Sunday, January 5, 2014

'Sensible Shoes' by Sharon Garlough Brown

Sensible Shoes: A Story about the Spiritual Journey
Sharon Garlough Brown tells the moving story of four strangers as they embark together on a journey of spiritual formation: Hannah, a pastor who doesn't realize how exhausted she is. Meg, a widow and recent empty-nester who is haunted by her past. Mara, a woman who has experienced a lifetime of rejection and is now trying to navigate a difficult marriage. Charissa, a hard-working graduate student who wants to get things right. You?re invited to join these four women as they reluctantly arrive at a retreat center and find themselves drawn out of their separate stories of isolation and struggle and into a collective journey of spiritual practice, mutual support and personal revelation. Along the way, readers will be taken into a new understanding of key spiritual practices and find tangible support for the deeper life with God.

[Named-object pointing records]
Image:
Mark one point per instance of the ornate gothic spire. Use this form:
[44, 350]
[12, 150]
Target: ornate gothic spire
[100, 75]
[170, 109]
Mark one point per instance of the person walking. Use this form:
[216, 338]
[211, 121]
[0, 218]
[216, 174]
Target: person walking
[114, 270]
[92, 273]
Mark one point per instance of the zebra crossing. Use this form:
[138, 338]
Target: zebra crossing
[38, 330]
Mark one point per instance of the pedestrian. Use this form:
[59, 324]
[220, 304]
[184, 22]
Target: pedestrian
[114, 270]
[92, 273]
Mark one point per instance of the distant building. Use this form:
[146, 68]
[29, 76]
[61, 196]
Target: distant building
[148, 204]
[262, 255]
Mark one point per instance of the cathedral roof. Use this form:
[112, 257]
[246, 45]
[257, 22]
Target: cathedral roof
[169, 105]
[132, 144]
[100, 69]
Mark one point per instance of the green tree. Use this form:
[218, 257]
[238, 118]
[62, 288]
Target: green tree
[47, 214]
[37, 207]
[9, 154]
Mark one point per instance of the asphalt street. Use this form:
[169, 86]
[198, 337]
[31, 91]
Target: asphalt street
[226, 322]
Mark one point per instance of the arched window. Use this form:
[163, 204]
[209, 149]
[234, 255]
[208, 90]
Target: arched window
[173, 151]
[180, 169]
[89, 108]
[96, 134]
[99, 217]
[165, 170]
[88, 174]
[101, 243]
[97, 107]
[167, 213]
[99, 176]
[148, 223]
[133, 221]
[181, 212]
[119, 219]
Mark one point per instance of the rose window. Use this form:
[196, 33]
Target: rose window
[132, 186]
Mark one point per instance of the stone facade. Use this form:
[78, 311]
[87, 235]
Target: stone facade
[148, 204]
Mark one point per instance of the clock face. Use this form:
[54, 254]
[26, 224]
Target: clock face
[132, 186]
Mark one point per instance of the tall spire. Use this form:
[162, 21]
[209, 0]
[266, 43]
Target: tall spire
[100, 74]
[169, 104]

==

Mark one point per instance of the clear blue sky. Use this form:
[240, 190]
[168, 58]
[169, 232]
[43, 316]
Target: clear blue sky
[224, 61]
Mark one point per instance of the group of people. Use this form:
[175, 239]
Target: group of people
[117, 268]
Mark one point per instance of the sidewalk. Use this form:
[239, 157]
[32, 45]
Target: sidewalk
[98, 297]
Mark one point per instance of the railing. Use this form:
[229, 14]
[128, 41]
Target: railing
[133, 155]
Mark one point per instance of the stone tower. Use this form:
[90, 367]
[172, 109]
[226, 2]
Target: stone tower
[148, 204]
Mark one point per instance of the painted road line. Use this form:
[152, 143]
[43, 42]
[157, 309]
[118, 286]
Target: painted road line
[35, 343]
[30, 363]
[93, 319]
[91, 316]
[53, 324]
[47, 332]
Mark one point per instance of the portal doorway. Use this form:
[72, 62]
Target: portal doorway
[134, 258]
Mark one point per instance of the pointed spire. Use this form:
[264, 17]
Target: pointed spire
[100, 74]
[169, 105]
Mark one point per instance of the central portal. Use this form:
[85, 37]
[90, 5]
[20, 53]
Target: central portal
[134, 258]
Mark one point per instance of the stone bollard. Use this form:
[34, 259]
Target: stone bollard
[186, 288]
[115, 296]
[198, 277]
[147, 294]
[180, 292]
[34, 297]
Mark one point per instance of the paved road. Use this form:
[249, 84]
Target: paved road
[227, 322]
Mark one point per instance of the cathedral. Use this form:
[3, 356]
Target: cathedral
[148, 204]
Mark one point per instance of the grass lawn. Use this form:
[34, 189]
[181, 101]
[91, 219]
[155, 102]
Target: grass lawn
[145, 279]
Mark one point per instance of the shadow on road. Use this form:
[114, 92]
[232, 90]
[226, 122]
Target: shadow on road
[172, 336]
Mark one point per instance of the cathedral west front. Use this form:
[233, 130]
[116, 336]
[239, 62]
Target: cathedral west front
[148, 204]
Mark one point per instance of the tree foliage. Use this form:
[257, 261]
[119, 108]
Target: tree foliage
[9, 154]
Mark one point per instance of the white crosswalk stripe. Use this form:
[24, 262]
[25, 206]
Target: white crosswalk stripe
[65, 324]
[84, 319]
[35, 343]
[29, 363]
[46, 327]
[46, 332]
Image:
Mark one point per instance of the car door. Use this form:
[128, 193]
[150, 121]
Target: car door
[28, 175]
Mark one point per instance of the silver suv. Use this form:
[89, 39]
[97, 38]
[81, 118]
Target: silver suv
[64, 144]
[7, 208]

- _WHAT THE TASK ASKS_:
Copy out the whole Sensible Shoes post shown above, word for word and with nothing changed.

- _RESULT FOR THIS TASK_:
Sunday, January 5, 2014

'Sensible Shoes' by Sharon Garlough Brown

Sensible Shoes: A Story about the Spiritual Journey
Sharon Garlough Brown tells the moving story of four strangers as they embark together on a journey of spiritual formation: Hannah, a pastor who doesn't realize how exhausted she is. Meg, a widow and recent empty-nester who is haunted by her past. Mara, a woman who has experienced a lifetime of rejection and is now trying to navigate a difficult marriage. Charissa, a hard-working graduate student who wants to get things right. You?re invited to join these four women as they reluctantly arrive at a retreat center and find themselves drawn out of their separate stories of isolation and struggle and into a collective journey of spiritual practice, mutual support and personal revelation. Along the way, readers will be taken into a new understanding of key spiritual practices and find tangible support for the deeper life with God.